▸ **Stated exercise**: Transcribe every record below word for word, leaving out the pictures.

Dataset entries:
_____

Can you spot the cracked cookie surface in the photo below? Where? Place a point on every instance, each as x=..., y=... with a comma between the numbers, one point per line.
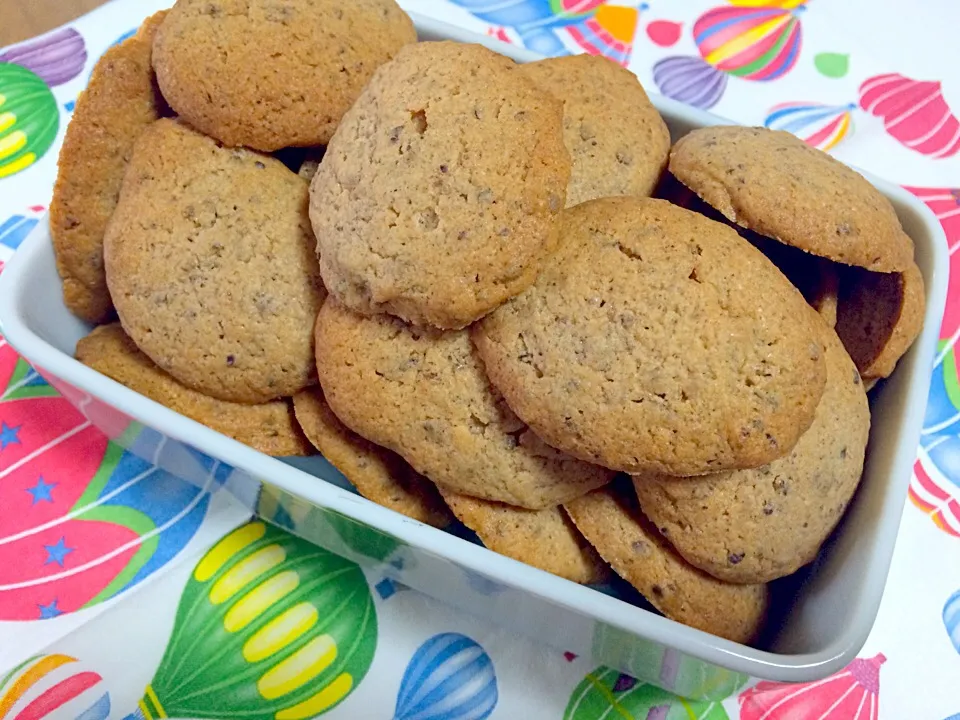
x=775, y=184
x=656, y=339
x=758, y=525
x=120, y=102
x=618, y=142
x=210, y=262
x=439, y=196
x=422, y=393
x=270, y=74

_____

▸ **Answer in full**:
Can you spot the cracked cookie surface in the photo below? Where? Place a point on every instance, each as x=..., y=... with a comma between the numbers, one point per line.
x=775, y=184
x=656, y=339
x=758, y=525
x=120, y=102
x=618, y=142
x=210, y=262
x=439, y=196
x=422, y=393
x=270, y=74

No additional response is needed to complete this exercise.